Stored items

+===+

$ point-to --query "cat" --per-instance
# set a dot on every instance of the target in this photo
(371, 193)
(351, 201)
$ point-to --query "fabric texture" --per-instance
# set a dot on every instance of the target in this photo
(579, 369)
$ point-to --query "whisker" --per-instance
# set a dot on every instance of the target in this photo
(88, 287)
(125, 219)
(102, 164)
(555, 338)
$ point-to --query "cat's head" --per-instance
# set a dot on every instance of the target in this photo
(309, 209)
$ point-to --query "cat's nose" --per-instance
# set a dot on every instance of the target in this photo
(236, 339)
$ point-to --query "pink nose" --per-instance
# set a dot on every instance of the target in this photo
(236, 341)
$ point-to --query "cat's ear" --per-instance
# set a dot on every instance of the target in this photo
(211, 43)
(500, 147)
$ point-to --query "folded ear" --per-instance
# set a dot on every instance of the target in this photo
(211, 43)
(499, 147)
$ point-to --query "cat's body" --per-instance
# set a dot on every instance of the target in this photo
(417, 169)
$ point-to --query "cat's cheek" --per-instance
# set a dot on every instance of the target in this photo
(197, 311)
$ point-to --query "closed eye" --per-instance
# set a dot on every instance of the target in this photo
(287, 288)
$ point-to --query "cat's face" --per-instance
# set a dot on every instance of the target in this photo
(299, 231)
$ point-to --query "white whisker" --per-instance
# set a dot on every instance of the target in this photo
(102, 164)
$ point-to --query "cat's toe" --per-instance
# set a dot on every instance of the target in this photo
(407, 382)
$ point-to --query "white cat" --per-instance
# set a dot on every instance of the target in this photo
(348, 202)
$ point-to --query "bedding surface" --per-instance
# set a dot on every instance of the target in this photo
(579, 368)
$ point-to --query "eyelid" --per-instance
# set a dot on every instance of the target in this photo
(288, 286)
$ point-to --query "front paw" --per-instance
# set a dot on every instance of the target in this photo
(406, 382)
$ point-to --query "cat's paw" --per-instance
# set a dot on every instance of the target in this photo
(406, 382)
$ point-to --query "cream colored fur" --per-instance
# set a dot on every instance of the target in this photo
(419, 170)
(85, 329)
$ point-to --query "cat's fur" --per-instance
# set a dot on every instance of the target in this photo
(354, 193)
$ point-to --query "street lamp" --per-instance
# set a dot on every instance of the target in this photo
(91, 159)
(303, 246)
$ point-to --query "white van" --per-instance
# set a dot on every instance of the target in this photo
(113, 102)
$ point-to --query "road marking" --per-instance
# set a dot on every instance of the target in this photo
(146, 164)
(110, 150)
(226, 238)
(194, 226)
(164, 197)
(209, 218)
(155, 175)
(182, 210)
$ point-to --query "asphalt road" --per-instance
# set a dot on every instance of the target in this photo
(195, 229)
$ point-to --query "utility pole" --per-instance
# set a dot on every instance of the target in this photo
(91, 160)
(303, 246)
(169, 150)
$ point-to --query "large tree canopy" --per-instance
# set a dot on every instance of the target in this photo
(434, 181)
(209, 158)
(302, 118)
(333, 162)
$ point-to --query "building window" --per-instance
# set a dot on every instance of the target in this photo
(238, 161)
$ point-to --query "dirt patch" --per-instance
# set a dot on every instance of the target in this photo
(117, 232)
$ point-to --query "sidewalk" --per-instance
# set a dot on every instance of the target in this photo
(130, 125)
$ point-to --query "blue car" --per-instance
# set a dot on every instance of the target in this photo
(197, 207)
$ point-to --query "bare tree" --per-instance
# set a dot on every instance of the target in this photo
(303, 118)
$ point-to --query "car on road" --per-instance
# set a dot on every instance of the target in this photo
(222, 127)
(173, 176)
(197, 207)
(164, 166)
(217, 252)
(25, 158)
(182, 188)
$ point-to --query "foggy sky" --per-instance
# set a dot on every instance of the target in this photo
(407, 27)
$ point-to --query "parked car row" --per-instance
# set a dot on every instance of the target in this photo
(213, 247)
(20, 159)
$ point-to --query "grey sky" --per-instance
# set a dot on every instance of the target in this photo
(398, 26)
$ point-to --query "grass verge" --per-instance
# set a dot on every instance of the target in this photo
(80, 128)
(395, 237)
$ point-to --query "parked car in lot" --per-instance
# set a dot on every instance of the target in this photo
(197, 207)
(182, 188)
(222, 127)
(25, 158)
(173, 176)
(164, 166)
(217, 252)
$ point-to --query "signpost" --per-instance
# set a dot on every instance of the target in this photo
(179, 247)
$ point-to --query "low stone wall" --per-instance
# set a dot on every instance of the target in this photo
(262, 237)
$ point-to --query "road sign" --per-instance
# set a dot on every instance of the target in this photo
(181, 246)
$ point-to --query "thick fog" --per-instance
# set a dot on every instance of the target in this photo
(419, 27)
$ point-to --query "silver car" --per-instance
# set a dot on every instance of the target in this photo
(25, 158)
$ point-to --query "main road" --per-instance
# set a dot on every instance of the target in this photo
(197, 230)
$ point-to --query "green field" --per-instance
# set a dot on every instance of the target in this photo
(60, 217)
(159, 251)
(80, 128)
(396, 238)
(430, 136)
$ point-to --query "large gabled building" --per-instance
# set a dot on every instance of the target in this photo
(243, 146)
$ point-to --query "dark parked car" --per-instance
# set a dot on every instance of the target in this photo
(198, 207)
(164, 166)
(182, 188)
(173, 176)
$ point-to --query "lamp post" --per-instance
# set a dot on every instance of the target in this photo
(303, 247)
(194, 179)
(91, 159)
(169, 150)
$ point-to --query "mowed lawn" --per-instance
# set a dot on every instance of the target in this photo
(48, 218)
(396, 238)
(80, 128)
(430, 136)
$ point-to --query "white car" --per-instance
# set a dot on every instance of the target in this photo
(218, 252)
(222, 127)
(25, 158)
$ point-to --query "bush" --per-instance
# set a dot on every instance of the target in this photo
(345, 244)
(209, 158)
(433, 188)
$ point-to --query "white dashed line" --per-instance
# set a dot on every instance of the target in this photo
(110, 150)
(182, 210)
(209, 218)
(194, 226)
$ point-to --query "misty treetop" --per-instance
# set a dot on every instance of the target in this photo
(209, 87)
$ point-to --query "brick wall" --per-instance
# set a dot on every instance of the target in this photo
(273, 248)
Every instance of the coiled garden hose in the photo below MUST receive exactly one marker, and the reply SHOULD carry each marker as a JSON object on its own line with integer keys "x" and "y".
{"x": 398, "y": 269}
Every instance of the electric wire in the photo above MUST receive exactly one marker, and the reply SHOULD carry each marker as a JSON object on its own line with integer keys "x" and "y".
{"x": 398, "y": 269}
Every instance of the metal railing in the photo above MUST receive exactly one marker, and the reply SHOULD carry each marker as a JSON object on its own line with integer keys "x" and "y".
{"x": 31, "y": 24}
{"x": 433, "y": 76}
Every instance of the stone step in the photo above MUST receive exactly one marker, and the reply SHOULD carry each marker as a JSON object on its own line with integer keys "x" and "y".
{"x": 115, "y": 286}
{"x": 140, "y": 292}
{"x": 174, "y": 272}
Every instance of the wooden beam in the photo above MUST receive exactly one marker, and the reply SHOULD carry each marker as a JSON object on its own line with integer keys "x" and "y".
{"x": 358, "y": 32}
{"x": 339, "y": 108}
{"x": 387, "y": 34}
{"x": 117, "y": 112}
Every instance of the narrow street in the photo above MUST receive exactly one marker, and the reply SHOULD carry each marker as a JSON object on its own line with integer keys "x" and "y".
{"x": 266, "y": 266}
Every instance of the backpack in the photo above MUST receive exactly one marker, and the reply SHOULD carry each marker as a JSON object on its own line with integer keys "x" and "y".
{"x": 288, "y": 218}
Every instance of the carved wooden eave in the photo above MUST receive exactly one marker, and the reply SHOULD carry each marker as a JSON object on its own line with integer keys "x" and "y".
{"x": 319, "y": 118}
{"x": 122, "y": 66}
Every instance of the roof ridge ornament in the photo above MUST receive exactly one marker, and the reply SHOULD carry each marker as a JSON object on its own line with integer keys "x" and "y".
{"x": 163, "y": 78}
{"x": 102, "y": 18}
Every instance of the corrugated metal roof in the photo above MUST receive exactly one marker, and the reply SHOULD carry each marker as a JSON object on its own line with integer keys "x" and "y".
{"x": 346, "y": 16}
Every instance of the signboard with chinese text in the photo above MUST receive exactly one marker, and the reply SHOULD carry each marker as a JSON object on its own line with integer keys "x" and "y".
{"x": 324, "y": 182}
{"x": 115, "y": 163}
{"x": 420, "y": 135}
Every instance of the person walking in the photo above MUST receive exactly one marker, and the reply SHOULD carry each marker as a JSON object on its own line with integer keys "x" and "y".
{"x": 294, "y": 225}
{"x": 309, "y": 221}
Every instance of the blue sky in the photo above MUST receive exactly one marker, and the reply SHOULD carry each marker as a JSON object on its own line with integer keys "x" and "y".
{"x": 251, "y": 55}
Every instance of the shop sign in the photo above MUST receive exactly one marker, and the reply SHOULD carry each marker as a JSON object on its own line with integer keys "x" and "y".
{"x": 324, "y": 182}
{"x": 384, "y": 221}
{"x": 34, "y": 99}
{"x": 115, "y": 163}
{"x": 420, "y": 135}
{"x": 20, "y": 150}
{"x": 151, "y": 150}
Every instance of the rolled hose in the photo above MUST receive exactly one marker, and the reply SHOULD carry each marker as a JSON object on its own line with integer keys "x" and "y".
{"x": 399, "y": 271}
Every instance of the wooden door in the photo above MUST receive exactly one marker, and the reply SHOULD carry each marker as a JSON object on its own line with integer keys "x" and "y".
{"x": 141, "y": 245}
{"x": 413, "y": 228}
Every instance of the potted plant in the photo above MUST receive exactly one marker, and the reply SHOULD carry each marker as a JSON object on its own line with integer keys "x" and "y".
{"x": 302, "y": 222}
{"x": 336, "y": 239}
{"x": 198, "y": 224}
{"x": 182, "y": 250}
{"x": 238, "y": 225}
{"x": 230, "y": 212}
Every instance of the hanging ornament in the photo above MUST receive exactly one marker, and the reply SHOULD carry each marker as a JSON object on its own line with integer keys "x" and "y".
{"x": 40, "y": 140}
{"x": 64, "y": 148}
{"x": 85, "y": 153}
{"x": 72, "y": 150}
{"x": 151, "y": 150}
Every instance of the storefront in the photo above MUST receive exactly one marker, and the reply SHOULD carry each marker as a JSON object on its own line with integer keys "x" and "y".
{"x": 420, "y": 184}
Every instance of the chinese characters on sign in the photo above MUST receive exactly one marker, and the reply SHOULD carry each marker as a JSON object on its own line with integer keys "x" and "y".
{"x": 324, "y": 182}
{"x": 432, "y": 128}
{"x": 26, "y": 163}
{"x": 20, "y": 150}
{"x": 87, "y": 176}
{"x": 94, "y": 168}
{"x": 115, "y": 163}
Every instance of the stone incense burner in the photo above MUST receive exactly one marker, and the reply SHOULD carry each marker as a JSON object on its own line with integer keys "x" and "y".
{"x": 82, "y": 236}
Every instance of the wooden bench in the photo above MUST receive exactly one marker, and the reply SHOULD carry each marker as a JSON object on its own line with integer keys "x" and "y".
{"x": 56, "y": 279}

+===+

What you should do:
All lines from the line containing "Every instance of the rolled" through the end of the listing above are to be duplicated exactly; include both ends and nothing further.

Expected output:
Every instance of the rolled hose in the photo above MUST receive exactly one marker, and the reply SHOULD carry each marker as a JSON object on its own line with integer keys "x" and "y".
{"x": 399, "y": 271}
Every instance of the wooden door in the photo above MUST receive exactly one marker, and the reply SHOULD carry each marker as a JSON object on its own line with integer keys "x" and "y".
{"x": 141, "y": 245}
{"x": 413, "y": 228}
Every instance of the potted plant in the photo above MUST receive exactly one marker, and the reply SHOULD carry each marker as a JSON object on its own line with integer keys "x" and "y".
{"x": 302, "y": 222}
{"x": 336, "y": 239}
{"x": 198, "y": 224}
{"x": 182, "y": 250}
{"x": 238, "y": 225}
{"x": 230, "y": 212}
Every instance of the hanging ornament in the photo above MUST receive exactly one marker, and the reply SHOULD carry each marker as a JSON object on its own line with integer keys "x" and "y".
{"x": 40, "y": 140}
{"x": 64, "y": 148}
{"x": 85, "y": 153}
{"x": 72, "y": 150}
{"x": 151, "y": 150}
Every instance of the storefront in the photo above MUST receive exactly one marker, and the reply SHOULD carry each marker as a JSON object on its own line with integer keys "x" and "y".
{"x": 420, "y": 184}
Every instance of the chinese characters on sign in the photo above MUST receive exactly one marker, and the reply SHOULD carry each marker as a JSON object on its own line with integer keys "x" and "y".
{"x": 324, "y": 182}
{"x": 432, "y": 128}
{"x": 26, "y": 163}
{"x": 20, "y": 150}
{"x": 87, "y": 176}
{"x": 94, "y": 168}
{"x": 115, "y": 163}
Every instance of the stone incense burner in the photo above MUST receive exactly one marker, and the reply SHOULD carry each marker as a JSON object on its own line with integer keys "x" and "y".
{"x": 82, "y": 236}
Every instance of the wooden bench in the photo above MUST receive exactly one marker, and the reply SHOULD carry each marker as a JSON object on its own line with integer keys "x" and "y".
{"x": 56, "y": 279}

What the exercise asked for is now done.